== Task item ==
Only an exact repetition of the lines from the one holding "the spider leg." to the end of the data is wanted, with pictures left out.
___ Exercise input ___
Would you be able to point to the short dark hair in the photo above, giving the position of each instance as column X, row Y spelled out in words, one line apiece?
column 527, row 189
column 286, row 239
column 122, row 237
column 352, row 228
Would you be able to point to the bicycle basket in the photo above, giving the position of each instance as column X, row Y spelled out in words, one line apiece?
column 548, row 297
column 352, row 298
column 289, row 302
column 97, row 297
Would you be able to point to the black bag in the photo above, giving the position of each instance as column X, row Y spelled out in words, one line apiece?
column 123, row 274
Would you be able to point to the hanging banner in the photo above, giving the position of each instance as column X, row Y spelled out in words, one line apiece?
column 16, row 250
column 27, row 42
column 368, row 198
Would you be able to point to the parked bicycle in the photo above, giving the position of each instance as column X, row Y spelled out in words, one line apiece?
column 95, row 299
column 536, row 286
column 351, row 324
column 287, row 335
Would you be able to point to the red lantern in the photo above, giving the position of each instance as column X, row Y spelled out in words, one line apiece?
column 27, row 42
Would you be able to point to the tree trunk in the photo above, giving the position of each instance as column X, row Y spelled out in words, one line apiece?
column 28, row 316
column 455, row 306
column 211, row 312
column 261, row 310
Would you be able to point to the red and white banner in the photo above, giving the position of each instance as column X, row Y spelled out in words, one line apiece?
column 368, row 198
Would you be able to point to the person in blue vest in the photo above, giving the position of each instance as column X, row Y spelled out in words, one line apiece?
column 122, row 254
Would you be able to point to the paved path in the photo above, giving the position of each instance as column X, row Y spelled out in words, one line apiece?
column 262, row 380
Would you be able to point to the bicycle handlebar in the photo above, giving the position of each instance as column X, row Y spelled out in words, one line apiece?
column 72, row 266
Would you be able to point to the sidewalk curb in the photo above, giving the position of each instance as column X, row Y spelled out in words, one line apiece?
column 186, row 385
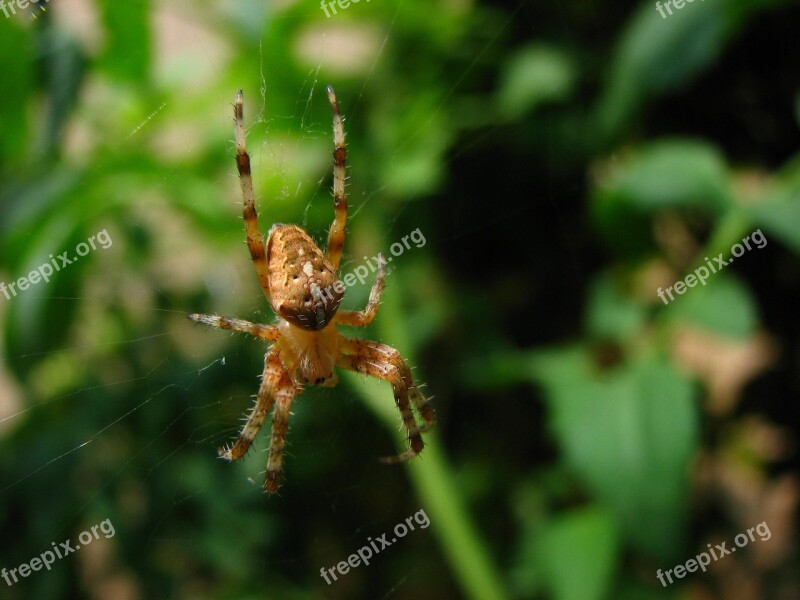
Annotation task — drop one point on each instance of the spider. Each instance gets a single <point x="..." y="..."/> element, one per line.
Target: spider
<point x="302" y="288"/>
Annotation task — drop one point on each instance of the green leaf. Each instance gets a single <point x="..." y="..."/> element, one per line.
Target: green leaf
<point x="534" y="75"/>
<point x="673" y="173"/>
<point x="578" y="554"/>
<point x="779" y="213"/>
<point x="127" y="53"/>
<point x="629" y="435"/>
<point x="659" y="53"/>
<point x="668" y="174"/>
<point x="15" y="87"/>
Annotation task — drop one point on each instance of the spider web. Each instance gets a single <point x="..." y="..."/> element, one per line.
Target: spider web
<point x="221" y="416"/>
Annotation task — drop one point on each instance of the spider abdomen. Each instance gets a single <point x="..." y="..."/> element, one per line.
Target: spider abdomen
<point x="301" y="279"/>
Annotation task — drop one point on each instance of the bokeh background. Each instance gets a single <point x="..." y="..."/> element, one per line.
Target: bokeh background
<point x="563" y="161"/>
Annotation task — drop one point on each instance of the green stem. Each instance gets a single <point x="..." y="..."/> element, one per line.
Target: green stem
<point x="432" y="476"/>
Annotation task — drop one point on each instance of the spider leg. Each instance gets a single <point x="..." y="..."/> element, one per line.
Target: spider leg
<point x="265" y="332"/>
<point x="280" y="425"/>
<point x="336" y="235"/>
<point x="364" y="317"/>
<point x="270" y="389"/>
<point x="255" y="241"/>
<point x="384" y="362"/>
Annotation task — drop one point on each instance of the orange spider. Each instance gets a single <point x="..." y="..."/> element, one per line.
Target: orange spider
<point x="302" y="288"/>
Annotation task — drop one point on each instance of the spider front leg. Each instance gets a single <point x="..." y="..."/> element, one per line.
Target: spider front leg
<point x="384" y="362"/>
<point x="270" y="389"/>
<point x="365" y="317"/>
<point x="269" y="333"/>
<point x="255" y="241"/>
<point x="336" y="235"/>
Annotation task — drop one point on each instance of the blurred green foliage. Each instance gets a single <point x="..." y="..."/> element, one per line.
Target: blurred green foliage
<point x="563" y="161"/>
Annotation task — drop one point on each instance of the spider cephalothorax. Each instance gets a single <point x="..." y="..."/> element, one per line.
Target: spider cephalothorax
<point x="302" y="288"/>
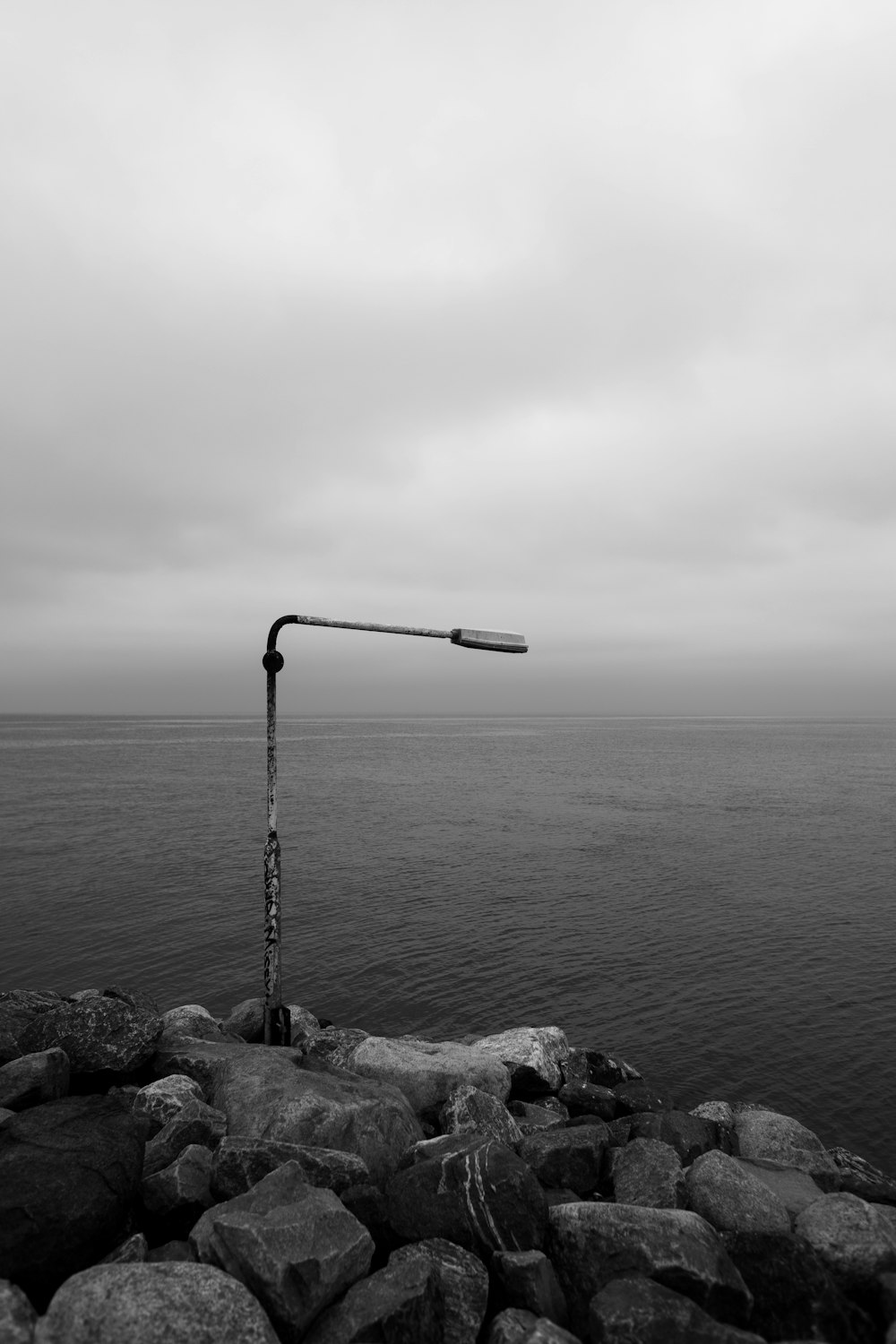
___
== Output below ==
Annotation task — drop one point on each instance of the spider leg. Each instance gets a single <point x="..." y="..."/> element, one per line.
Target: spider leg
<point x="265" y="332"/>
<point x="280" y="425"/>
<point x="336" y="235"/>
<point x="364" y="317"/>
<point x="270" y="389"/>
<point x="255" y="241"/>
<point x="384" y="362"/>
Annotation task — drop one point on each instance of the orange spider. Each instance gets a single <point x="..." y="..."/> element, one per line.
Target: orange spider
<point x="302" y="288"/>
Annotation task — drop one point on each instance of the spider front leg. Each instance gets a single <point x="..." y="..."/> element, one per line.
Target: spider front leg
<point x="384" y="362"/>
<point x="270" y="389"/>
<point x="365" y="317"/>
<point x="269" y="333"/>
<point x="255" y="241"/>
<point x="336" y="235"/>
Annotation task — drop one point on each instance of the blurred green foliage. Each instance gets a single <point x="..." y="..."/> element, one per line.
Target: blurred green foliage
<point x="563" y="161"/>
Annotation task — drop one point on each instance of the spider cephalothorax. Each instance gets a single <point x="..." y="..."/> element, one per line.
Target: spider cephalothorax
<point x="302" y="288"/>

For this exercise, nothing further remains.